- **Task description**:
Entries follow. Set all of them down as they stand.

- **Listed entries**:
----

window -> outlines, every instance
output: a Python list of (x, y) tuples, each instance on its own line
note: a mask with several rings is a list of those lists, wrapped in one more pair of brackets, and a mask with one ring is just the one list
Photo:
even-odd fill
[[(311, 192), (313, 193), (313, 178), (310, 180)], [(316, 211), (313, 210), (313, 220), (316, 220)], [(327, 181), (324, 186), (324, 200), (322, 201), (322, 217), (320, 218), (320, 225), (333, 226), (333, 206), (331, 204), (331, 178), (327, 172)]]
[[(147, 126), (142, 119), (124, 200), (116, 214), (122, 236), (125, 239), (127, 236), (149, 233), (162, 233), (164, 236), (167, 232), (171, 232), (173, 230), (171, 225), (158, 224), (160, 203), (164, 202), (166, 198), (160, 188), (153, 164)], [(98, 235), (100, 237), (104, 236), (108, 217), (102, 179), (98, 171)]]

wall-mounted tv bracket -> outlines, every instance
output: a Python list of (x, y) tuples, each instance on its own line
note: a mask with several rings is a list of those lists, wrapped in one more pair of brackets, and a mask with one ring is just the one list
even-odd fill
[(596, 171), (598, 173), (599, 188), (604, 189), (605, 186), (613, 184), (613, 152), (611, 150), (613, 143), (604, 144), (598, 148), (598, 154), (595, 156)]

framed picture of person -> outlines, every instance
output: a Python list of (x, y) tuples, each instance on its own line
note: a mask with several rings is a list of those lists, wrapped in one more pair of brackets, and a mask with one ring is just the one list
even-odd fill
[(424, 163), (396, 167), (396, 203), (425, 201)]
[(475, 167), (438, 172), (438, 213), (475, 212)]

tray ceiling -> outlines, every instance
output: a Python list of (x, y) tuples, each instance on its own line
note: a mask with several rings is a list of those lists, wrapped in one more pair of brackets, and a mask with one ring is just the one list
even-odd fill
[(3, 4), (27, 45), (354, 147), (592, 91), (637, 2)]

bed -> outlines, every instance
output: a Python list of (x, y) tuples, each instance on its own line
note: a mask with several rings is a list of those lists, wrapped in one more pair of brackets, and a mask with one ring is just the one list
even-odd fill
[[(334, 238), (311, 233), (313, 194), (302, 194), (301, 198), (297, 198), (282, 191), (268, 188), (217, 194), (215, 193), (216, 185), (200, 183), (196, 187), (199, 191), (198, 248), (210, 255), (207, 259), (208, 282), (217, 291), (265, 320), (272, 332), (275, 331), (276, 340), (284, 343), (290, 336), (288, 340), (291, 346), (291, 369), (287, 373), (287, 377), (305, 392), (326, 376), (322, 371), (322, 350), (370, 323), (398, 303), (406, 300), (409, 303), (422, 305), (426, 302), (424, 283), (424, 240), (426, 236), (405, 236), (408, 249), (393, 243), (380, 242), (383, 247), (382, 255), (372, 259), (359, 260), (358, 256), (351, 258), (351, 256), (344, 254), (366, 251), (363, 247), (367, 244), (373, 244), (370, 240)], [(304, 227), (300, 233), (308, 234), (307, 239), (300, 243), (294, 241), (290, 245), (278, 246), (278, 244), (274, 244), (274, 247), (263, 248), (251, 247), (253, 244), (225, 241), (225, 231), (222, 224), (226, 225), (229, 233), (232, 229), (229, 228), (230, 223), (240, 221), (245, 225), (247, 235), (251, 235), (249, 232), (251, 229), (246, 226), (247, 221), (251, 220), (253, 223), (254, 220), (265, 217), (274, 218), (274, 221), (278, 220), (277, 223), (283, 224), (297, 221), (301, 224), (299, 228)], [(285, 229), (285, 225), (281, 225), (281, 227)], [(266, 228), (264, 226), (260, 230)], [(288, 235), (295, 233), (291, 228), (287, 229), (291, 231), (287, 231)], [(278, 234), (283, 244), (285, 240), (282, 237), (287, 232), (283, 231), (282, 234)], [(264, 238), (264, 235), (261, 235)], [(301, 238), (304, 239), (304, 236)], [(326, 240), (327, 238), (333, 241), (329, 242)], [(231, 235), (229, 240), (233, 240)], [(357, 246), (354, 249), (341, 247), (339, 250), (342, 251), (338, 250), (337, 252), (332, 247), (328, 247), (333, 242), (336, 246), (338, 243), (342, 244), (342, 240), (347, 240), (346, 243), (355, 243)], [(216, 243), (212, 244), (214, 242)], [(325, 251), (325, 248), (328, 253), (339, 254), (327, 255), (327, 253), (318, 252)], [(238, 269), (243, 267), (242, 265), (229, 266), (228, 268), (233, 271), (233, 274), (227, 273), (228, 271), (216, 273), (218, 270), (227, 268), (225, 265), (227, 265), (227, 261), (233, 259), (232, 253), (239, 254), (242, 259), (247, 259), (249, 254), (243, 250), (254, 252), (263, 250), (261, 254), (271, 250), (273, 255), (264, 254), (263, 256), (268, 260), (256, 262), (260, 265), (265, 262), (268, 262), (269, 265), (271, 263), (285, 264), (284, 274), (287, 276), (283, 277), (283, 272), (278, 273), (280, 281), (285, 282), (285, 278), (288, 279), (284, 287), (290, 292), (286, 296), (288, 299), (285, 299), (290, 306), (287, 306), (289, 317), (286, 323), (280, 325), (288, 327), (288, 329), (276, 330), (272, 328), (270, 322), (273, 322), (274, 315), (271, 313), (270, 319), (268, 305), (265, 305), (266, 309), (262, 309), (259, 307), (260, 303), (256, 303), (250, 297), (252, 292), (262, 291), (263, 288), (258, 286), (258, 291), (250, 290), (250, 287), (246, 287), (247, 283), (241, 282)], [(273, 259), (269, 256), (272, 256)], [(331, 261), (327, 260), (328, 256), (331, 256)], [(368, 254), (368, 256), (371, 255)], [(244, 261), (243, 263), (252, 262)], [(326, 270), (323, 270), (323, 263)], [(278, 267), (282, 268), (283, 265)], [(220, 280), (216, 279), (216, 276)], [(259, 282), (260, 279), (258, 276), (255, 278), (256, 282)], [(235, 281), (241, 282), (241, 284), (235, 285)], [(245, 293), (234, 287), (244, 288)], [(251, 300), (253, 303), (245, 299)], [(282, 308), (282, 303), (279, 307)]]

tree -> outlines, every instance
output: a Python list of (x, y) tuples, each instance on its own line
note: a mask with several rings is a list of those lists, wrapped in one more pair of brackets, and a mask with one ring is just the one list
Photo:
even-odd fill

----

- **Exercise result**:
window -> outlines, every instance
output: a Python list of (x, y) tuples, each instance on its own line
note: a mask with several rings is a list of those lists, wrapped in one more pair of brackets, and a mask with one ring is just the one list
Photo:
even-odd fill
[[(311, 192), (313, 193), (313, 178), (310, 180)], [(316, 211), (313, 210), (313, 220), (316, 220)], [(327, 181), (324, 186), (324, 200), (322, 201), (322, 217), (320, 218), (320, 225), (333, 226), (333, 206), (331, 204), (331, 178), (327, 172)]]
[[(147, 126), (142, 119), (124, 200), (116, 214), (122, 236), (125, 239), (127, 236), (149, 233), (162, 233), (164, 236), (167, 232), (171, 232), (173, 230), (171, 225), (158, 224), (160, 203), (164, 202), (166, 198), (160, 188), (153, 164)], [(98, 235), (100, 237), (104, 236), (108, 217), (102, 179), (98, 171)]]

wall-mounted tv bracket -> outlines, every instance
output: a Python list of (x, y) tuples, each instance on its own line
note: a mask with several rings is a list of those lists, wrapped in one more pair of brackets, and a mask with one ring is just the one list
even-odd fill
[(596, 171), (598, 173), (599, 188), (604, 189), (605, 186), (613, 184), (613, 152), (611, 150), (613, 143), (604, 144), (598, 148), (598, 154), (595, 156)]

framed picture of person -> outlines, every instance
output: a Python list of (x, y) tuples, each instance on its own line
note: a mask with several rings is a list of those lists, wrapped in one more pair of brackets, and a mask with one ring is just the one list
even-odd fill
[(424, 163), (396, 167), (396, 203), (425, 201)]
[(475, 167), (438, 172), (438, 213), (475, 212)]

tray ceiling -> outlines, every instance
output: a Python list of (x, y) tuples, each instance on its own line
note: a mask with several rings is a list of those lists, wrapped in one more pair of brackets, and a mask with one ring is just the one list
even-odd fill
[(3, 4), (27, 45), (354, 147), (592, 91), (637, 2)]

bed -> outlines, every instance
output: a Python list of (x, y) tuples, each instance on its own line
note: a mask with several rings is a list of those lists, wrapped in one more pair of brackets, and a mask with one ring is just the one list
even-odd fill
[[(334, 238), (311, 233), (313, 194), (302, 194), (301, 198), (297, 198), (282, 191), (268, 188), (217, 194), (215, 193), (216, 185), (200, 183), (196, 187), (199, 191), (198, 248), (210, 255), (207, 259), (208, 282), (217, 291), (265, 320), (272, 332), (275, 331), (276, 340), (284, 343), (290, 336), (288, 340), (291, 346), (291, 369), (287, 373), (287, 377), (305, 392), (326, 376), (322, 371), (322, 350), (370, 323), (398, 303), (406, 300), (409, 303), (422, 305), (426, 302), (424, 283), (424, 240), (426, 236), (405, 236), (408, 249), (393, 243), (380, 242), (383, 247), (382, 255), (372, 259), (359, 260), (358, 256), (351, 258), (351, 256), (344, 254), (366, 251), (363, 247), (367, 244), (373, 244), (370, 240)], [(304, 227), (300, 233), (308, 234), (307, 239), (300, 243), (294, 241), (290, 245), (278, 246), (278, 244), (274, 244), (274, 247), (263, 248), (251, 247), (253, 244), (225, 241), (225, 231), (222, 224), (226, 225), (229, 233), (232, 229), (229, 228), (230, 223), (240, 221), (245, 225), (247, 235), (251, 235), (249, 232), (251, 229), (246, 226), (247, 221), (251, 220), (253, 223), (254, 220), (265, 217), (274, 218), (274, 221), (278, 220), (277, 223), (283, 224), (297, 221), (301, 224), (299, 228)], [(285, 229), (285, 225), (281, 225), (281, 227)], [(266, 228), (264, 226), (260, 230)], [(288, 235), (295, 233), (291, 228), (287, 229), (291, 231), (287, 231)], [(278, 234), (283, 244), (285, 240), (282, 237), (287, 232), (283, 231), (282, 234)], [(264, 238), (264, 235), (261, 235)], [(301, 238), (304, 239), (304, 236)], [(326, 240), (327, 238), (333, 241), (329, 242)], [(231, 235), (229, 240), (233, 240)], [(357, 246), (354, 249), (341, 247), (339, 250), (342, 251), (338, 250), (337, 252), (332, 247), (328, 247), (333, 242), (336, 246), (338, 243), (342, 244), (342, 240), (347, 240), (346, 243), (355, 243)], [(216, 243), (212, 244), (214, 242)], [(325, 251), (325, 248), (328, 253), (339, 254), (327, 255), (327, 253), (318, 252)], [(238, 269), (243, 267), (242, 265), (229, 266), (228, 268), (233, 271), (233, 274), (227, 273), (228, 271), (216, 273), (218, 270), (227, 268), (225, 265), (227, 265), (227, 261), (233, 259), (232, 253), (239, 254), (242, 259), (247, 259), (249, 254), (243, 250), (254, 252), (263, 250), (261, 254), (271, 250), (273, 255), (264, 254), (263, 256), (268, 260), (256, 262), (260, 265), (265, 262), (268, 262), (269, 265), (271, 263), (285, 264), (284, 274), (287, 276), (283, 277), (283, 272), (278, 273), (280, 281), (285, 282), (285, 278), (288, 279), (284, 287), (290, 292), (286, 296), (288, 299), (285, 299), (290, 306), (287, 306), (289, 317), (286, 323), (280, 325), (288, 327), (288, 329), (276, 330), (272, 328), (270, 322), (273, 322), (274, 315), (271, 313), (270, 319), (268, 305), (265, 305), (266, 309), (262, 309), (259, 307), (260, 303), (256, 303), (250, 297), (252, 292), (262, 291), (263, 288), (258, 286), (258, 291), (250, 290), (250, 287), (246, 287), (247, 283), (241, 282)], [(273, 259), (269, 256), (272, 256)], [(331, 261), (327, 260), (328, 256), (331, 256)], [(368, 254), (368, 256), (371, 255)], [(244, 261), (243, 263), (252, 262)], [(326, 270), (323, 270), (323, 263)], [(278, 267), (282, 268), (283, 265)], [(220, 280), (216, 279), (216, 276)], [(259, 282), (260, 279), (258, 276), (255, 278), (256, 282)], [(235, 281), (241, 282), (241, 284), (235, 285)], [(245, 293), (234, 287), (244, 288)], [(251, 300), (253, 303), (245, 299)], [(282, 308), (282, 303), (279, 307)]]

tree -> outlines, every instance
output: a Python list of (x, y) tuples, each instance on its own line
note: a mask with several rings is a list of those lists, wrapped in one more pair of brackets, and a mask with one ring is just the one list
Photo:
even-odd fill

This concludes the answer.